SECTION 3.1 - SUCCESSORS; BINDING AGREEMENT.

          STI will require any successor (whether direct or indirect, by
purchase, merger,  consolidation, or otherwise) to all or substantially all of
the business and/or assets of STI to expressly assume and agree to perform this
Agreement in the same manner and to the same extent that STI would be required
to perform it if no such succession had taken place.  The failure of STI to
obtain such assumption agreement prior to the effectiveness of any such
succession shall be a breach of this Agreement and shall entitle Ruby to
compensation from STI in the same amount and on the same terms as Ruby would be
entitled to hereunder if Ruby had terminated Ruby's employment for Good Reason,
except that for purposes of implementing the foregoing, the date on which any
such succession becomes effective shall be deemed the Date of Termination.


SECTION 3.2 - SUCCESSORS AND ASSIGNS.

Written exercise 1:
Gather every line of the entries that contains the string "figure". Case counts.

Information provided:

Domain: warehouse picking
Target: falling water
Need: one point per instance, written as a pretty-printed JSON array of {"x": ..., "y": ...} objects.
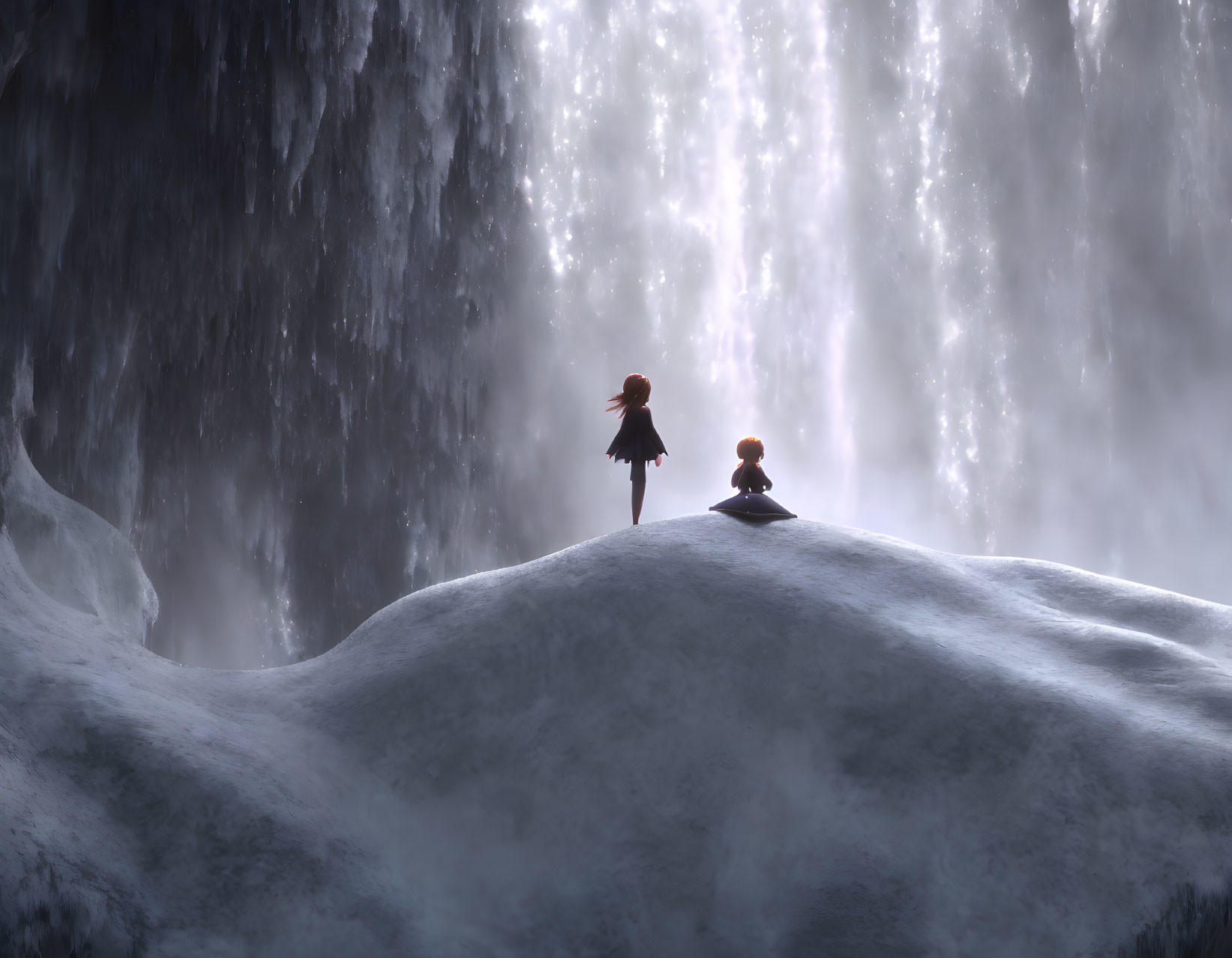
[
  {"x": 319, "y": 301},
  {"x": 961, "y": 265}
]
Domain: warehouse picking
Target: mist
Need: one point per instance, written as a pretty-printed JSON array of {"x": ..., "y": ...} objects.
[{"x": 319, "y": 303}]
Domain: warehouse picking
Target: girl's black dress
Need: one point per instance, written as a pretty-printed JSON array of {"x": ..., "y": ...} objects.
[
  {"x": 637, "y": 442},
  {"x": 751, "y": 503}
]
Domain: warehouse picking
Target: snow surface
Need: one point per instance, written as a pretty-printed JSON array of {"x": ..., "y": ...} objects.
[{"x": 689, "y": 738}]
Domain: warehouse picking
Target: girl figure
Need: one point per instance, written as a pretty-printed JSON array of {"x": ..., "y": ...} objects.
[
  {"x": 752, "y": 501},
  {"x": 637, "y": 442}
]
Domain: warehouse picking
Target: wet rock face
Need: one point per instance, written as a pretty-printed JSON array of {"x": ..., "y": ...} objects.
[{"x": 256, "y": 265}]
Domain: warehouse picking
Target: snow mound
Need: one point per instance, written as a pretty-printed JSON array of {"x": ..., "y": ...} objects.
[
  {"x": 73, "y": 555},
  {"x": 690, "y": 738}
]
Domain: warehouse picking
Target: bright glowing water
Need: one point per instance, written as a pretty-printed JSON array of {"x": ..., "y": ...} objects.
[{"x": 961, "y": 265}]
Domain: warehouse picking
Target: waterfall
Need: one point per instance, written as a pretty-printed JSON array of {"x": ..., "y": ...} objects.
[
  {"x": 961, "y": 265},
  {"x": 319, "y": 302},
  {"x": 260, "y": 262}
]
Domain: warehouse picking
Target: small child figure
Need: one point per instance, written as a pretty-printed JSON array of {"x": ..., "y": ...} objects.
[
  {"x": 748, "y": 475},
  {"x": 752, "y": 482}
]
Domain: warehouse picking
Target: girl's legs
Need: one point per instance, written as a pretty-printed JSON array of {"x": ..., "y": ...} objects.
[{"x": 637, "y": 475}]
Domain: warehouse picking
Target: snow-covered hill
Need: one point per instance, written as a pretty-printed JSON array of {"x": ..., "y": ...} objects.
[{"x": 693, "y": 738}]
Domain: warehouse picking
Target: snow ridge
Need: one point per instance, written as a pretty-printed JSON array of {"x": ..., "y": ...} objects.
[{"x": 689, "y": 738}]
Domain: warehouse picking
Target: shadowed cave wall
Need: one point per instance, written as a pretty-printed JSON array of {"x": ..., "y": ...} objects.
[{"x": 256, "y": 270}]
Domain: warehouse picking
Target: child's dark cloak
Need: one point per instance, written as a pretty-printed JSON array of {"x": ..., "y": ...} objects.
[
  {"x": 637, "y": 441},
  {"x": 751, "y": 503}
]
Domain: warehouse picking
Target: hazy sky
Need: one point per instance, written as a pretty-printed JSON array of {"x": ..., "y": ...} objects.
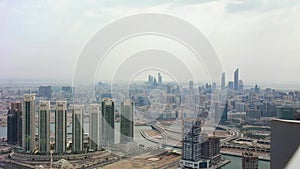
[{"x": 42, "y": 39}]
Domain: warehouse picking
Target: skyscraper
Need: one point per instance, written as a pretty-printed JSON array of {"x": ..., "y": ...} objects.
[
  {"x": 191, "y": 87},
  {"x": 14, "y": 124},
  {"x": 95, "y": 126},
  {"x": 191, "y": 151},
  {"x": 108, "y": 122},
  {"x": 236, "y": 79},
  {"x": 127, "y": 121},
  {"x": 60, "y": 126},
  {"x": 77, "y": 128},
  {"x": 159, "y": 79},
  {"x": 28, "y": 123},
  {"x": 44, "y": 126},
  {"x": 249, "y": 160},
  {"x": 223, "y": 81}
]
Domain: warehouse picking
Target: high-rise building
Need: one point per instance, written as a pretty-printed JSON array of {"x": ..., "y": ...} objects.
[
  {"x": 236, "y": 79},
  {"x": 249, "y": 160},
  {"x": 108, "y": 122},
  {"x": 191, "y": 151},
  {"x": 127, "y": 121},
  {"x": 95, "y": 127},
  {"x": 159, "y": 79},
  {"x": 230, "y": 85},
  {"x": 28, "y": 123},
  {"x": 225, "y": 112},
  {"x": 223, "y": 81},
  {"x": 191, "y": 87},
  {"x": 60, "y": 126},
  {"x": 14, "y": 124},
  {"x": 77, "y": 128},
  {"x": 44, "y": 126},
  {"x": 45, "y": 91}
]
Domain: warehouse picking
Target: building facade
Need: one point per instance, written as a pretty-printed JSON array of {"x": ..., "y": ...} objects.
[
  {"x": 127, "y": 124},
  {"x": 236, "y": 79},
  {"x": 191, "y": 151},
  {"x": 44, "y": 127},
  {"x": 108, "y": 122},
  {"x": 77, "y": 128},
  {"x": 95, "y": 131},
  {"x": 28, "y": 123},
  {"x": 14, "y": 124},
  {"x": 60, "y": 126}
]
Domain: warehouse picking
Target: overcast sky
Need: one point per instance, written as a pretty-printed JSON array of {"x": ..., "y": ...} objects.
[{"x": 43, "y": 39}]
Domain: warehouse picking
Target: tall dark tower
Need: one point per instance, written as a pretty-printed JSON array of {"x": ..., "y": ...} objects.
[
  {"x": 44, "y": 127},
  {"x": 159, "y": 79},
  {"x": 236, "y": 79},
  {"x": 108, "y": 122},
  {"x": 127, "y": 121},
  {"x": 14, "y": 124},
  {"x": 223, "y": 81},
  {"x": 60, "y": 126},
  {"x": 28, "y": 123}
]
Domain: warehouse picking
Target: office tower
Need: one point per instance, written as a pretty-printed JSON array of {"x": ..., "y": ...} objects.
[
  {"x": 14, "y": 124},
  {"x": 95, "y": 131},
  {"x": 45, "y": 91},
  {"x": 108, "y": 122},
  {"x": 236, "y": 79},
  {"x": 44, "y": 126},
  {"x": 191, "y": 87},
  {"x": 77, "y": 128},
  {"x": 223, "y": 81},
  {"x": 127, "y": 121},
  {"x": 249, "y": 160},
  {"x": 241, "y": 85},
  {"x": 225, "y": 112},
  {"x": 159, "y": 79},
  {"x": 191, "y": 151},
  {"x": 60, "y": 126},
  {"x": 28, "y": 123},
  {"x": 285, "y": 141},
  {"x": 230, "y": 85}
]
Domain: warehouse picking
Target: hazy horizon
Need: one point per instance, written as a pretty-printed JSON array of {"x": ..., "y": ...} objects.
[{"x": 43, "y": 39}]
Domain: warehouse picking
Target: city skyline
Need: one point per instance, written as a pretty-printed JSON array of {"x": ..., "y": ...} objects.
[{"x": 238, "y": 42}]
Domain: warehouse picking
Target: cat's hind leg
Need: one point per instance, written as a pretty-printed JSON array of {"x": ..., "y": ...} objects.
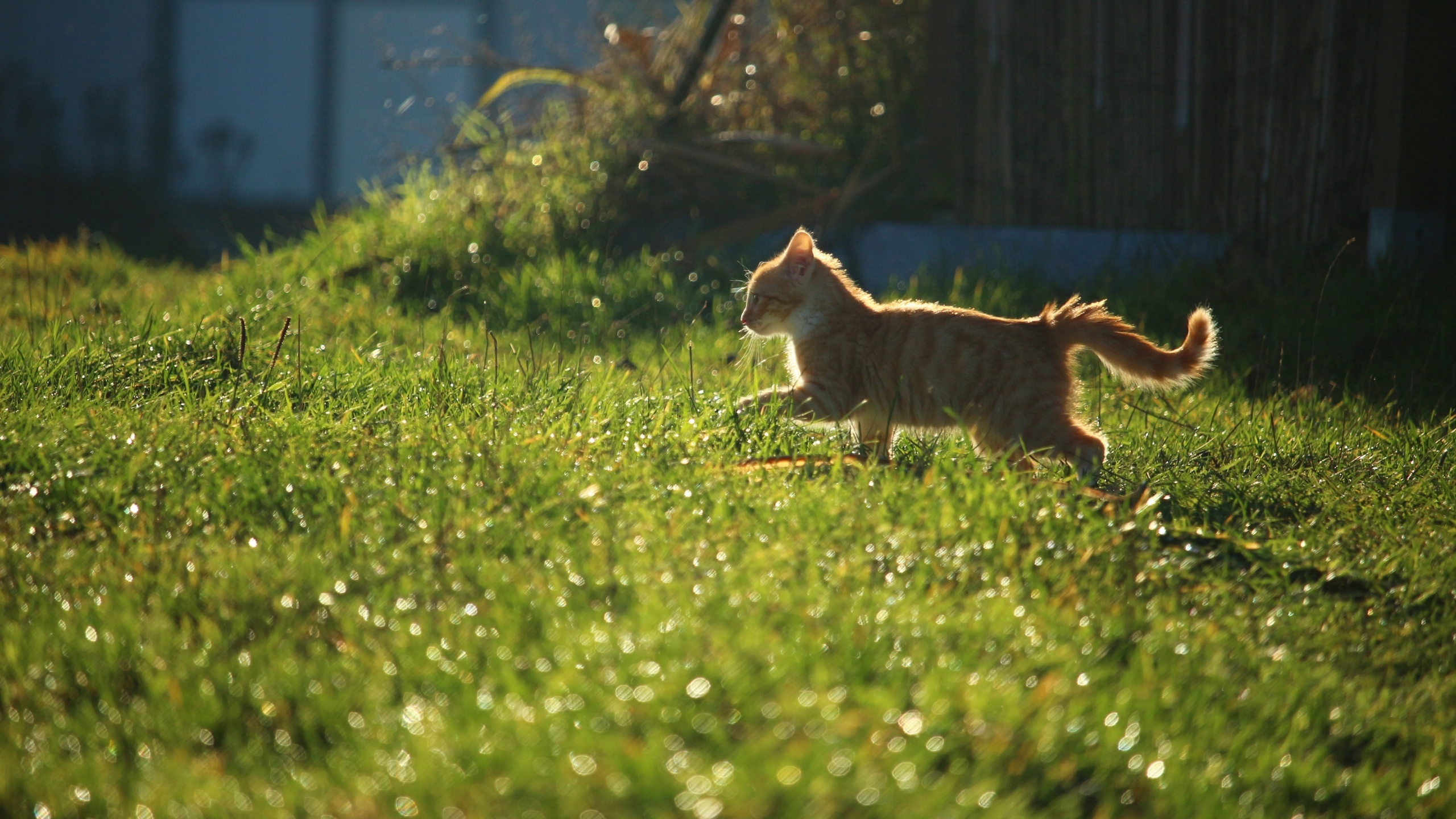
[
  {"x": 877, "y": 436},
  {"x": 1082, "y": 448}
]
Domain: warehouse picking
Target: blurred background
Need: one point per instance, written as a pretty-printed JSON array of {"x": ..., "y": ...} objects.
[{"x": 1069, "y": 136}]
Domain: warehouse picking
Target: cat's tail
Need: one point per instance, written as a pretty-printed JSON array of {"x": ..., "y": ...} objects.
[{"x": 1133, "y": 358}]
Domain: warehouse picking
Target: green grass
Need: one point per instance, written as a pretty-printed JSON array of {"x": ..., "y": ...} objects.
[{"x": 419, "y": 569}]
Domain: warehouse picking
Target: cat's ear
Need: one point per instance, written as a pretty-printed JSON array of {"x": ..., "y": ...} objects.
[{"x": 799, "y": 258}]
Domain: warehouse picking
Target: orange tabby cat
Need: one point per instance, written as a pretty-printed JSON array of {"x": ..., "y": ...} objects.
[{"x": 1007, "y": 382}]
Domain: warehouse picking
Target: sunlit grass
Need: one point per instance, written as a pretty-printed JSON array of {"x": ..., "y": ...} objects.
[{"x": 439, "y": 564}]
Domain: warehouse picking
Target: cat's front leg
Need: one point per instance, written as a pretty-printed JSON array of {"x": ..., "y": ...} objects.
[{"x": 803, "y": 403}]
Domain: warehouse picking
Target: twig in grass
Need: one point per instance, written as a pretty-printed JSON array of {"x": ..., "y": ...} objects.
[
  {"x": 242, "y": 341},
  {"x": 242, "y": 356},
  {"x": 287, "y": 321}
]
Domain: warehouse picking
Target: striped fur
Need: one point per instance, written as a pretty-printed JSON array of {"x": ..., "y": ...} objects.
[{"x": 1008, "y": 384}]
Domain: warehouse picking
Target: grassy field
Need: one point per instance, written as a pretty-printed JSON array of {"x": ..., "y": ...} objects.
[{"x": 469, "y": 563}]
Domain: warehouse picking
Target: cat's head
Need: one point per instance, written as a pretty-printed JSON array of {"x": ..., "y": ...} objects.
[{"x": 781, "y": 286}]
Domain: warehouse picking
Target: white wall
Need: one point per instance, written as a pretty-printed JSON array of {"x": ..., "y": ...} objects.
[
  {"x": 254, "y": 65},
  {"x": 382, "y": 113}
]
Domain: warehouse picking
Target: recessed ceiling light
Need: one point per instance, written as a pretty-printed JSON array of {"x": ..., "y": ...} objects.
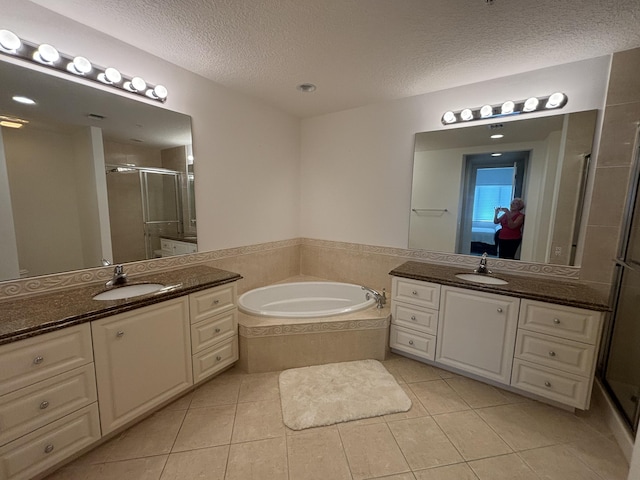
[
  {"x": 306, "y": 87},
  {"x": 24, "y": 100}
]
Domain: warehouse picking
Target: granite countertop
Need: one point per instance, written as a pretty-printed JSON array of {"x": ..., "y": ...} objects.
[
  {"x": 26, "y": 317},
  {"x": 562, "y": 292}
]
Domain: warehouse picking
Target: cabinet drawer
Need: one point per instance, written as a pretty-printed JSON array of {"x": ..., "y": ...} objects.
[
  {"x": 42, "y": 449},
  {"x": 561, "y": 321},
  {"x": 32, "y": 407},
  {"x": 211, "y": 302},
  {"x": 214, "y": 359},
  {"x": 566, "y": 355},
  {"x": 420, "y": 345},
  {"x": 29, "y": 361},
  {"x": 421, "y": 319},
  {"x": 212, "y": 330},
  {"x": 550, "y": 383},
  {"x": 416, "y": 292}
]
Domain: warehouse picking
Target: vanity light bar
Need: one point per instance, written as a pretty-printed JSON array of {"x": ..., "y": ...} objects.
[
  {"x": 532, "y": 104},
  {"x": 49, "y": 56}
]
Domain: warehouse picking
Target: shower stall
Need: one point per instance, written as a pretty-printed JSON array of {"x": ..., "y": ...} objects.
[{"x": 145, "y": 204}]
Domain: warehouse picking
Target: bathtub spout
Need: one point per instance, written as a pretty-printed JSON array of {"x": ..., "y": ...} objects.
[{"x": 380, "y": 298}]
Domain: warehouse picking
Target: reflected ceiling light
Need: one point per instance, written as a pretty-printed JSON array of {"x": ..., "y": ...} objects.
[
  {"x": 45, "y": 54},
  {"x": 532, "y": 104},
  {"x": 79, "y": 66},
  {"x": 466, "y": 114},
  {"x": 23, "y": 100},
  {"x": 9, "y": 41}
]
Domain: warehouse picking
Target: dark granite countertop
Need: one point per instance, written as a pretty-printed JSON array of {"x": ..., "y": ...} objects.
[
  {"x": 26, "y": 317},
  {"x": 562, "y": 292}
]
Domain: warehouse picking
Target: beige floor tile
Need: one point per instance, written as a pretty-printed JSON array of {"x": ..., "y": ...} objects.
[
  {"x": 257, "y": 421},
  {"x": 372, "y": 451},
  {"x": 461, "y": 471},
  {"x": 477, "y": 394},
  {"x": 557, "y": 463},
  {"x": 603, "y": 456},
  {"x": 438, "y": 397},
  {"x": 219, "y": 391},
  {"x": 416, "y": 410},
  {"x": 205, "y": 427},
  {"x": 473, "y": 438},
  {"x": 308, "y": 455},
  {"x": 261, "y": 460},
  {"x": 148, "y": 468},
  {"x": 504, "y": 467},
  {"x": 153, "y": 436},
  {"x": 209, "y": 463},
  {"x": 261, "y": 387},
  {"x": 423, "y": 443}
]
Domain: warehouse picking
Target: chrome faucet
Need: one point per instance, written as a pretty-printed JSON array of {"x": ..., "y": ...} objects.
[
  {"x": 119, "y": 277},
  {"x": 482, "y": 268},
  {"x": 380, "y": 298}
]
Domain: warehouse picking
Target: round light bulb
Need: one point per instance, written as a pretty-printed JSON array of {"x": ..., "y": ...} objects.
[
  {"x": 531, "y": 104},
  {"x": 47, "y": 54},
  {"x": 466, "y": 114},
  {"x": 486, "y": 111},
  {"x": 9, "y": 41},
  {"x": 507, "y": 107},
  {"x": 449, "y": 117}
]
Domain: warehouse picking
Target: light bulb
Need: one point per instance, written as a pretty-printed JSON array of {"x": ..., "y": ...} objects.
[{"x": 9, "y": 41}]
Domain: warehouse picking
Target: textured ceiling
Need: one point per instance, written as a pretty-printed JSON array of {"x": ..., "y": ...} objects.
[{"x": 360, "y": 51}]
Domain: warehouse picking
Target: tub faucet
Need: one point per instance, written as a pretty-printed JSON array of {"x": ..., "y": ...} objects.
[
  {"x": 119, "y": 277},
  {"x": 380, "y": 298},
  {"x": 482, "y": 268}
]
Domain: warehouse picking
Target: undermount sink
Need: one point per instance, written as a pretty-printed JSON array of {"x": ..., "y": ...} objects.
[
  {"x": 478, "y": 278},
  {"x": 129, "y": 291}
]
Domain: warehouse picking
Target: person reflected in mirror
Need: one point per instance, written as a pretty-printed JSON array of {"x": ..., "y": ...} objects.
[{"x": 511, "y": 221}]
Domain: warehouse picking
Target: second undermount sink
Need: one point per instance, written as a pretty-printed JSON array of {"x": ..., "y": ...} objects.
[
  {"x": 129, "y": 291},
  {"x": 478, "y": 278}
]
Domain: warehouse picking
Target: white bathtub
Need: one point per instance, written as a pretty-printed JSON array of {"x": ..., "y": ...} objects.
[{"x": 304, "y": 300}]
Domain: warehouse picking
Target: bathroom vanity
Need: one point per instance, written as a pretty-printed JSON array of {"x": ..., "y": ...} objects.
[
  {"x": 73, "y": 375},
  {"x": 537, "y": 336}
]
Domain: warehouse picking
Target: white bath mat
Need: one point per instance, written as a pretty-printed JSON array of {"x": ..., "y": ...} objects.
[{"x": 339, "y": 392}]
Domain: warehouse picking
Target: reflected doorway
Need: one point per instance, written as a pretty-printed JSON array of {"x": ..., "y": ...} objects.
[{"x": 490, "y": 180}]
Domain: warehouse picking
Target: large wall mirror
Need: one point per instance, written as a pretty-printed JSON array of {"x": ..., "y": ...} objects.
[
  {"x": 90, "y": 175},
  {"x": 460, "y": 176}
]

Written exercise 2:
Retype the successors clause word for word, beginning at the words "STI will require" and stopping after "SUCCESSORS AND ASSIGNS.".

Response 1:
Target: girl figure
Target: small child figure

Response 2:
STI will require any successor (whether direct or indirect, by
purchase, merger,  consolidation, or otherwise) to all or substantially all of
the business and/or assets of STI to expressly assume and agree to perform this
Agreement in the same manner and to the same extent that STI would be required
to perform it if no such succession had taken place.  The failure of STI to
obtain such assumption agreement prior to the effectiveness of any such
succession shall be a breach of this Agreement and shall entitle Ruby to
compensation from STI in the same amount and on the same terms as Ruby would be
entitled to hereunder if Ruby had terminated Ruby's employment for Good Reason,
except that for purposes of implementing the foregoing, the date on which any
such succession becomes effective shall be deemed the Date of Termination.


SECTION 3.2 - SUCCESSORS AND ASSIGNS.